--- Start of Data to use ---

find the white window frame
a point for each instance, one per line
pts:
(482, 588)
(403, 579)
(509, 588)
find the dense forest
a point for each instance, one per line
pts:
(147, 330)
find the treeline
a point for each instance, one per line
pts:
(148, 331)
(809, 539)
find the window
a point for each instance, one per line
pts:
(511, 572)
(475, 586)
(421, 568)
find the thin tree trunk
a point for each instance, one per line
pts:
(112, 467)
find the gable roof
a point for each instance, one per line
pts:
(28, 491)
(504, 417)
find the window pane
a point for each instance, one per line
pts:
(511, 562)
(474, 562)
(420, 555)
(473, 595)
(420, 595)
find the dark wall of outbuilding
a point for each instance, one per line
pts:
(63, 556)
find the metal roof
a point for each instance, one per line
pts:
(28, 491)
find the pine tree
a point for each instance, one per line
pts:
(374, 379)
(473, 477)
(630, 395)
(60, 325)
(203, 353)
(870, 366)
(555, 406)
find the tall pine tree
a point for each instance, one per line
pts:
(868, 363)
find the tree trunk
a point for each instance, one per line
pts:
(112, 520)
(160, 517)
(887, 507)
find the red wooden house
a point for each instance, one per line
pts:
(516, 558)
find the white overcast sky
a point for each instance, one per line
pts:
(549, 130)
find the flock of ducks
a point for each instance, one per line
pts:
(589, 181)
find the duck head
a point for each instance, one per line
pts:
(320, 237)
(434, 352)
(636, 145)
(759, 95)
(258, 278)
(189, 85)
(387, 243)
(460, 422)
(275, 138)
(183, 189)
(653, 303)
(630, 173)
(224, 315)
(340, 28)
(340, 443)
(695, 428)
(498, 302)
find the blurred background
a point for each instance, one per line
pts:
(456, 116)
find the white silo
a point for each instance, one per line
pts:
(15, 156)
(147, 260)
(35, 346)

--- End of Data to use ---

Directive –
Faithfully copy every entry, leaving nothing out.

Full output –
find the white window frame
a point for each instance, one per line
pts:
(482, 588)
(403, 579)
(509, 588)
find the dense forest
a point for each instance, one per line
pts:
(147, 330)
find the treeline
a point for each instance, one per line
pts:
(148, 331)
(809, 539)
find the window
a point for each instance, one per line
pts:
(511, 572)
(475, 586)
(421, 568)
find the thin tree trunk
a point for each instance, one per line
pts:
(112, 467)
find the gable roof
a point for each instance, one per line
pts:
(28, 491)
(504, 417)
find the window pane
a point for each instance, one per line
pts:
(511, 562)
(474, 562)
(420, 555)
(473, 595)
(420, 595)
find the dark wall of outbuilding
a point for each instance, one per line
pts:
(63, 556)
find the metal roof
a point for each instance, one per line
pts:
(28, 491)
find the pine tree
a point for each instance, one per line
pts:
(374, 379)
(473, 477)
(630, 395)
(60, 325)
(203, 353)
(870, 366)
(555, 406)
find the tall pine tree
a point for each instance, one per line
pts:
(868, 363)
find the tree trunk
a point for each instance, one per line
pts:
(112, 520)
(160, 517)
(887, 507)
find the red wooden house
a point for each instance, one per line
pts:
(516, 558)
find the white overcast sky
a point for each instance, one per line
pts:
(549, 130)
find the flock of ducks
a point for each instance, one per line
pts:
(589, 181)
find the duck head
a point for each instance, one per line
pts:
(320, 237)
(434, 352)
(636, 145)
(759, 95)
(258, 278)
(189, 85)
(387, 243)
(460, 422)
(275, 138)
(183, 189)
(653, 303)
(630, 173)
(224, 315)
(340, 28)
(340, 443)
(695, 428)
(498, 302)
find the blurred background
a point for each instance, one per line
pts:
(456, 116)
find the white silo
a point for each instance, one per line
pts:
(15, 156)
(147, 260)
(35, 346)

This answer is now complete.